Consigne 1: Énumérez toutes les lignes des enregistrements qui contiennent la chaîne "sandy", en les recopiant telles quelles. La casse doit être respectée.

Extrait:
Quel est le contenu exact de l’obligation de sécurité d’un exploitant de salle équipée d’un mur artificiel d’escalade ? Une obligation de surveillance permanente est-elle à sa charge ? La cour d’appel de Paris n’a pas pris position sur cette question. Dans son arrêt du 10 décembre 2015 elle met hors de cause l’exploitant pour avoir rempli son devoir d’information et n’avoir pas commis de faute dans l’organisation de l’activité.

1- Au cours d’une séance d’escalade sur un mur artificiel, un grimpeur décroche du mur et heurte sa camarade,  lui occasionnant une fracture lombaire. La victime  obtient  une indemnité des premiers juges, mais est déboutée en appel. En revanche, le jugement ayant écarté la responsabilité de l’exploitant est confirmé.

2- Le recours exercé contre l’auteur de l’accident n’appelle pas de longs commentaires. Les premiers juges avaient estimé que la chute d’un grimpeur sur une personne au sol suffisait à démontrer qu’il n’avait pas suffisamment vérifié au préalable la disponibilité de la zone de réception avant de décrocher. La cour d’appel fait une toute autre analyse. Elle observe que le grimpeur qui décroche ne peut le faire en ayant la tête tournée en direction de la zone de réception sauf à risquer de se blesser. En conséquence, elle estime qu’il dispose d’un droit de priorité, sur le modèle de celui  qu’on retrouve dans d’autres sports comme le ski ou le skieur aval, qui ne peut tourner la tête pour regarder derrière lui, a priorité sur le skieur amont qui dispose de la visibilité et a le choix de la trajectoire[1].  En l’espèce, la priorité profite au grimpeur qui se trouve au-dessus de la zone de réception. Solution logique puisqu’il peut décrocher à tout instant en raison d’une mauvaise prise ou quand il juge que son ascension devient risquée alors qu’il n’a pas la visibilité de la zone de réception. Dès lors, la victime, qui se  trouvait dos au mur et dans la zone de réception au moment de la chute, ne pouvait apercevoir le grimpeur au-dessus d’elle. La cour d’appel en avait conclu à une faute de sa part.

Données fournies:
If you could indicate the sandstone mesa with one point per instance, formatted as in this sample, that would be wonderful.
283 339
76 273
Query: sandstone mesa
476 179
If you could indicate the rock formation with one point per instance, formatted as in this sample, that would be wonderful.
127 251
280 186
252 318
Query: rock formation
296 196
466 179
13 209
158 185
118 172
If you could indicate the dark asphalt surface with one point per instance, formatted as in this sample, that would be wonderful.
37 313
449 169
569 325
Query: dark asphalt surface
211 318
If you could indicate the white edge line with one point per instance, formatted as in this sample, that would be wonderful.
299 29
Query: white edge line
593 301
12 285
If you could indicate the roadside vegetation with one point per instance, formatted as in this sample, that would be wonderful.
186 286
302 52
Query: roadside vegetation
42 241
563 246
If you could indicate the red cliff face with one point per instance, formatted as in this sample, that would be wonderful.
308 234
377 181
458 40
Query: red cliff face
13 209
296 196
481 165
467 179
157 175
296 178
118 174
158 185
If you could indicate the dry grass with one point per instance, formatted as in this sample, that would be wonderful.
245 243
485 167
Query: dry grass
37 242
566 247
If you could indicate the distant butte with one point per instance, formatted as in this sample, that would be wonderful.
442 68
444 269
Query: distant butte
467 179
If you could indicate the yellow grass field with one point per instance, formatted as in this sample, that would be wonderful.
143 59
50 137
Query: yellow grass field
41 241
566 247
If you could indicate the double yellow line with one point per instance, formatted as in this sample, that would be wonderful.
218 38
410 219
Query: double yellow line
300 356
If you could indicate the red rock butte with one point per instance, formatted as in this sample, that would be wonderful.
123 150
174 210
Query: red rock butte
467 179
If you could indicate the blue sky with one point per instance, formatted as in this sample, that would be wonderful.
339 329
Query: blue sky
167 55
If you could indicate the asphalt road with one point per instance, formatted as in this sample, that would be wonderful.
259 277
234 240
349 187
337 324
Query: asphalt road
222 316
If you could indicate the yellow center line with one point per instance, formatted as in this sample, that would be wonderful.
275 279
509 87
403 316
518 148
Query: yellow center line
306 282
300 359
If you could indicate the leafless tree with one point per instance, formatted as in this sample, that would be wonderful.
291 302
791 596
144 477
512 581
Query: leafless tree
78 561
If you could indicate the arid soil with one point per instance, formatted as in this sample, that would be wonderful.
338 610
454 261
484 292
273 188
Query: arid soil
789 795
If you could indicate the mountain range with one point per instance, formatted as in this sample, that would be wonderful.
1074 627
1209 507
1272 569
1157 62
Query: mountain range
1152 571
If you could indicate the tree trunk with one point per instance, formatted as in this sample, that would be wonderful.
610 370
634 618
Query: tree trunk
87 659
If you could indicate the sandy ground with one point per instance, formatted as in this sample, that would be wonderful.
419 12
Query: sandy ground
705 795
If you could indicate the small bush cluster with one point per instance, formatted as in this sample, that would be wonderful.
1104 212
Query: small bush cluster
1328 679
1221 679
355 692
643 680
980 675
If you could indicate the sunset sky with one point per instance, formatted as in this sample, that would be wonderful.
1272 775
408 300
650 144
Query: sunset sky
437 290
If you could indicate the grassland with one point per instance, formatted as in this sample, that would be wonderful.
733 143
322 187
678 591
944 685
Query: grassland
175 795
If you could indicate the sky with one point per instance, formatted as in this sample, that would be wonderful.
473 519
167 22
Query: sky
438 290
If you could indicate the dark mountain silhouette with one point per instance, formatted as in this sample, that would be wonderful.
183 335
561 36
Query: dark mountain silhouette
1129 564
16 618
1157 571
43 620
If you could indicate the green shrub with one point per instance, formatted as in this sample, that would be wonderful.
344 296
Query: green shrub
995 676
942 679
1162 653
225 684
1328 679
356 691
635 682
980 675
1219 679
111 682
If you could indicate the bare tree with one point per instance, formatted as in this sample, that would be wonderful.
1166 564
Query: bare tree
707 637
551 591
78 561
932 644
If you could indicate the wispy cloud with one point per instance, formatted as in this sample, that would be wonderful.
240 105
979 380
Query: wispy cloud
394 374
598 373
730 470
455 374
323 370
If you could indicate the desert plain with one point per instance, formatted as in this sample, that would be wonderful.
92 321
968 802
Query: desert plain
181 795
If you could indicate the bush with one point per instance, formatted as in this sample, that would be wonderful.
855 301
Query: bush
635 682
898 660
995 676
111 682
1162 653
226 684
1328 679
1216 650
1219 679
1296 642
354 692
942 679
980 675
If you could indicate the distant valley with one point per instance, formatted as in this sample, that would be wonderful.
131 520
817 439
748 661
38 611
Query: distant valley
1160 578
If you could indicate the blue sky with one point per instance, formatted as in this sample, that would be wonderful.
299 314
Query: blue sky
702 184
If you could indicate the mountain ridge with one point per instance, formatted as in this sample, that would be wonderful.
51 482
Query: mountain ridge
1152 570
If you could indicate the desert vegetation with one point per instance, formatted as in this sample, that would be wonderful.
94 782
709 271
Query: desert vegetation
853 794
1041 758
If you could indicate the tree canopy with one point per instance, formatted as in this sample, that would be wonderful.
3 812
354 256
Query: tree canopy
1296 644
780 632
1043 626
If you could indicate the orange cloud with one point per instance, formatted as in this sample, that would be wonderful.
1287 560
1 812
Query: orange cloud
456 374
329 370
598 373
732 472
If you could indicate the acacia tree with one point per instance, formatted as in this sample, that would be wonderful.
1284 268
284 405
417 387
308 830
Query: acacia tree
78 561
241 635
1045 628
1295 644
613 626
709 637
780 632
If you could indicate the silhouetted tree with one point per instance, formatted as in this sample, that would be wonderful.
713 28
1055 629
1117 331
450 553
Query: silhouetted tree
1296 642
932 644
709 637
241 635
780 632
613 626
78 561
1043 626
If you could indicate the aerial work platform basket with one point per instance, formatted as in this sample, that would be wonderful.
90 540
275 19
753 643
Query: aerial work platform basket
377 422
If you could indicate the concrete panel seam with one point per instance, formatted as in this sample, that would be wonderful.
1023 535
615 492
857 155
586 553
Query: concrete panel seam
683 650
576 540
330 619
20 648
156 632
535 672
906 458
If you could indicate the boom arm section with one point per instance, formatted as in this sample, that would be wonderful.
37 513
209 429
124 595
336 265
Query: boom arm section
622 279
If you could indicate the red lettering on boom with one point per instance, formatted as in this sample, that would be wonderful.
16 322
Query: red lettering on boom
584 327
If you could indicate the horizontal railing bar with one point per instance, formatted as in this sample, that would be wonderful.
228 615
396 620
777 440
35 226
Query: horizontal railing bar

Consigne 2: Relevez les obligations ou devoirs de l'exploitant de salle d'escalade que mentionne l'extrait.

Réponse attendue 1:
If you could indicate the sandy ground with one point per instance, formatted as in this sample, that would be wonderful.
Query: sandy ground

Réponse attendue 2:
- l'obligation de sécurité
- l'obligation de surveillance permanente
- le devoir d'information